-------- EXCERPTED RECORDS

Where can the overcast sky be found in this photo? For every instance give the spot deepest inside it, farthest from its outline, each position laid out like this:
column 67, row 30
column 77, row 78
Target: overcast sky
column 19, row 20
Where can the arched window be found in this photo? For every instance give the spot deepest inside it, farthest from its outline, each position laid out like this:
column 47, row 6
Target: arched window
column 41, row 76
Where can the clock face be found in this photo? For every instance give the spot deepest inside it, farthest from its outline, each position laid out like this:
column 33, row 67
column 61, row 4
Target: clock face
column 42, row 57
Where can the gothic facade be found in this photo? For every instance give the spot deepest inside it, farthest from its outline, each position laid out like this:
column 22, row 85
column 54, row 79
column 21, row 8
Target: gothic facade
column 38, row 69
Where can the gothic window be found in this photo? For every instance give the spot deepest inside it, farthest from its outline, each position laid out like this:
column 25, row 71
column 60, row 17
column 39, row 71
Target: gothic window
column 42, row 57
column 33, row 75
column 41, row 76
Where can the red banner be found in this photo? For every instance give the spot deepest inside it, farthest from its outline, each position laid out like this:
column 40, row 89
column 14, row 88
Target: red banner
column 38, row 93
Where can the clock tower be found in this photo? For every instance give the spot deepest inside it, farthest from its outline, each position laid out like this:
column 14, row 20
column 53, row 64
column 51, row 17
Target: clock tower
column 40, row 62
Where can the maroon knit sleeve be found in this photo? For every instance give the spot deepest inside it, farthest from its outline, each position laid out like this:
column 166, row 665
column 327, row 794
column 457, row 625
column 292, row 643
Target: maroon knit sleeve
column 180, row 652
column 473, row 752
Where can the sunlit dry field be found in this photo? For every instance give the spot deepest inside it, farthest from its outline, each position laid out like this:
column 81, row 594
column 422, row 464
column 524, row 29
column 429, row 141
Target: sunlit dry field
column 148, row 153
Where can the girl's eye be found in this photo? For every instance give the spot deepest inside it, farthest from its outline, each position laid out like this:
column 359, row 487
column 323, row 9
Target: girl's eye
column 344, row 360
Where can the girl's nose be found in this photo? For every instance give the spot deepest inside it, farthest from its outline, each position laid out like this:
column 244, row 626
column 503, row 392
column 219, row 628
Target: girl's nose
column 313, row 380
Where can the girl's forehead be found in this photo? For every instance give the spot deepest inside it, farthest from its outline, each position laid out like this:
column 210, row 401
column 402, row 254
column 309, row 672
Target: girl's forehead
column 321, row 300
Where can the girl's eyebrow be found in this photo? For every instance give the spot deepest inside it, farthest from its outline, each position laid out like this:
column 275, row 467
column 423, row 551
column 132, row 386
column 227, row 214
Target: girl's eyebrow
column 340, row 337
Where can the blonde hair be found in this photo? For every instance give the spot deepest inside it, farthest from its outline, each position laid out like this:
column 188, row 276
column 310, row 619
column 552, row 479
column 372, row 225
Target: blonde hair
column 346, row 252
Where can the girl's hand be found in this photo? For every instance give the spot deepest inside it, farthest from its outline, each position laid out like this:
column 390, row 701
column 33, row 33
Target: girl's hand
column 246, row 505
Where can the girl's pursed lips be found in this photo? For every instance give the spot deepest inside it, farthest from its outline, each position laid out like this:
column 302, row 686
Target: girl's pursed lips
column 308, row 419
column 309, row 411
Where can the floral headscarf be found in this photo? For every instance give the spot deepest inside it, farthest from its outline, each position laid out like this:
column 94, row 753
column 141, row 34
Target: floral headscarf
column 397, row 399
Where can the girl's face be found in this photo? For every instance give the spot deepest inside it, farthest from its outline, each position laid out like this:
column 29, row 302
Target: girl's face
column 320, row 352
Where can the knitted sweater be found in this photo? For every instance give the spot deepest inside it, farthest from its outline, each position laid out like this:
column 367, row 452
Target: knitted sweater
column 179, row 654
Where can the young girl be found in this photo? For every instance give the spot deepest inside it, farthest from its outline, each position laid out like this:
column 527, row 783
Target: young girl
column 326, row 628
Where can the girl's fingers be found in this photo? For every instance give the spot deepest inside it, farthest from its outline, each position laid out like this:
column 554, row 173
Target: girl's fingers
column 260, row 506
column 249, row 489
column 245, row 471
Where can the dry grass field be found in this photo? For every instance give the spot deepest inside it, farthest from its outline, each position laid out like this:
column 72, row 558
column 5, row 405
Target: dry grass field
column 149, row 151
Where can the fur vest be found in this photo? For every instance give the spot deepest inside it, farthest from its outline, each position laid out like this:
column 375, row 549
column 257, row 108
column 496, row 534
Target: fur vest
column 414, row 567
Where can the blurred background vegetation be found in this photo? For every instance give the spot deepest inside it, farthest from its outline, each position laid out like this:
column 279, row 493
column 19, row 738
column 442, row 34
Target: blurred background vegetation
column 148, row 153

----------------

**TO DO**
Everything from the line containing "column 279, row 493" through the final line of the entries is to be written out exactly. No other lines belong in the answer.

**ANSWER SPACE**
column 279, row 493
column 19, row 738
column 442, row 34
Target: blurred background vegetation
column 148, row 153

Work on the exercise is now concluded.